- [Given text]

Chapter 6 Exponential Dispersion Family
Our models of functional relationships are defined by a constraint on the mean of the distribution, Equation (5.4). In order for them to be useful in practice, this constraint must be effective, which in practice means that it must be easy to relate the parameters of the probability distribution to its expectation.
In this section, we examine a very general class of probability distributions for which this is the case.
6.1 The Exponential Dispersion Family
6.1.1 Definition
An exponential dispersion family (EDF) of probability distributions has the following form: \[\begin{equation} P_{}\left(y |\theta, \phi\right) = \exp \Big[ \frac{y\theta - b(\theta)}{\phi} + c(y, \phi) \Big] \tag{6.1} \end{equation}\] where
- \(\theta \in {\mathbb R}\) is the natural (or canonical) parameter,
- \(\phi > 0\) is the dispersion parameter; in many settings this is not of direct interest, and thus may be referred to as a “nuisance” parameter.
- \(b: {\mathbb R}\to{\mathbb R}\) and \(c:{\mathbb R}\times{\mathbb R}_{> 0}\to{\mathbb R}\) are both functions. The function \(b\) is known as the “log normaliser” for reasons that will become clear.
6.1.2 Examples
6.1.2.1 Poisson
The Poisson distribution for \(y\in\mathbb{N}\) is \[\begin{eqnarray} P_{}\left(y |\lambda\right) & = & \frac{\lambda^y e^{-\lambda}}{y!} \tag{6.2} \\ & = & \exp[y \log \lambda - \lambda - \log y!] \tag{6.3} \end{eqnarray}\] It is thus an EDF with
- \(\theta = \log\lambda\)
- \(\phi = 1\);
- \(b(\theta) = \lambda = e^{\theta}\);
- \(c(y, \phi) = -\log y!\)

- [Provided records]
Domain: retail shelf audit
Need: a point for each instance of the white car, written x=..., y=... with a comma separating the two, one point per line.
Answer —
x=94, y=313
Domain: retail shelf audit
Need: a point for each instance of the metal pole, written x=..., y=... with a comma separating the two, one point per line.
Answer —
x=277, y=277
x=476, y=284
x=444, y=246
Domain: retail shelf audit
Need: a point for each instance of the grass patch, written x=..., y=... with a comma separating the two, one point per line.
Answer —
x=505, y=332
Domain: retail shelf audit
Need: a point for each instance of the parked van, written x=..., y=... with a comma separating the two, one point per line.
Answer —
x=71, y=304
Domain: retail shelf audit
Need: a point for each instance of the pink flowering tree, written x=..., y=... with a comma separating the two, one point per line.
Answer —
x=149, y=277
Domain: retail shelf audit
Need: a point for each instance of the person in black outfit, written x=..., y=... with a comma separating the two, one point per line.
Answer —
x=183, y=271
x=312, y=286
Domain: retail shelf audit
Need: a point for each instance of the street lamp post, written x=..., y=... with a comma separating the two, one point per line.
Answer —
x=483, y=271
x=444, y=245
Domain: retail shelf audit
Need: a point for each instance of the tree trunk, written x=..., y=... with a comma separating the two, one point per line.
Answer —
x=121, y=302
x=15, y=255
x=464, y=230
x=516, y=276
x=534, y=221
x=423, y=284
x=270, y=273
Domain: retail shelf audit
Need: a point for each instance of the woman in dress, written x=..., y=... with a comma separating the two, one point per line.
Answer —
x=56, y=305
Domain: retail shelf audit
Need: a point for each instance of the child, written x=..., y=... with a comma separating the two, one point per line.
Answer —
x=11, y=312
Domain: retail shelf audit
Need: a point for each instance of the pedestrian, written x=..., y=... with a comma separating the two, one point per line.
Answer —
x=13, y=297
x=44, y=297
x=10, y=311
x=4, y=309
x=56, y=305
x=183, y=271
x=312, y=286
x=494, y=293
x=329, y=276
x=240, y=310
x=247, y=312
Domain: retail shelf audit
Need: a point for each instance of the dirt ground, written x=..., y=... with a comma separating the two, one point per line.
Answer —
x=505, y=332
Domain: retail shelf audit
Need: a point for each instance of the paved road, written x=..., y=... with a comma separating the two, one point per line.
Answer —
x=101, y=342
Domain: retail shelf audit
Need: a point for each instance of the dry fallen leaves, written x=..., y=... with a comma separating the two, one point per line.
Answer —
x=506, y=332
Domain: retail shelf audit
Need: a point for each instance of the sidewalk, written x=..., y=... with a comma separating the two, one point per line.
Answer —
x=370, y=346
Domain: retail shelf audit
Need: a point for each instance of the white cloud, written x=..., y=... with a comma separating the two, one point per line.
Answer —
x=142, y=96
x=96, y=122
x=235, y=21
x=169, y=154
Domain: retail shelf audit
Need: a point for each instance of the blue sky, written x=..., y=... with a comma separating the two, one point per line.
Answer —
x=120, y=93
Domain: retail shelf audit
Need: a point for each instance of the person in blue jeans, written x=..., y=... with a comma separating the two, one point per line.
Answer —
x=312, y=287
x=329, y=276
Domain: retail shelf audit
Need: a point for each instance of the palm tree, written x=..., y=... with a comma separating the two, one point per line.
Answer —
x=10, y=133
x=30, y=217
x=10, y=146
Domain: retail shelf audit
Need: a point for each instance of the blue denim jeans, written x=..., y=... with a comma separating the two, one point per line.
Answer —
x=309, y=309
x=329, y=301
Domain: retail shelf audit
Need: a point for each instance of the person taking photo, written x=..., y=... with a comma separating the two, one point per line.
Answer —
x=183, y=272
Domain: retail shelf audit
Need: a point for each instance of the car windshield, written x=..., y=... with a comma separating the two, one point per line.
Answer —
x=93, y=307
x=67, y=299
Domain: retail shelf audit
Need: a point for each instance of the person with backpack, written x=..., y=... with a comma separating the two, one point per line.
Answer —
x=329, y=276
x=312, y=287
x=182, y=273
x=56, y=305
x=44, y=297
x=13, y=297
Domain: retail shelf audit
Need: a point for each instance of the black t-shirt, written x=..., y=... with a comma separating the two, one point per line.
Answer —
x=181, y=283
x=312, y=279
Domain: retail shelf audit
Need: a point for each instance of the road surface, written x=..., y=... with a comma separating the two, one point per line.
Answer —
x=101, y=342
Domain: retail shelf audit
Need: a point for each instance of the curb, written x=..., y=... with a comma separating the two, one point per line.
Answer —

- [Set task] Decide whether each statement agrees with the passage on the exponential dispersion family, answering yes or no and quoting the words of the passage that settle it. (a) For the models to be useful in practice, the constraint on the mean must be effective. (b) The dispersion parameter is always of direct interest. (c) The section examines a very general class of probability distributions. The data were drawn from a source separate from the passage on the exponential dispersion family.

- [Exercise answer]
(a) Yes: "In order for them to be useful in practice, this constraint must be effective"
(b) No: "in many settings this is not of direct interest, and thus may be referred to as a “nuisance” parameter"
(c) Yes: "we examine a very general class of probability distributions for which this is the case"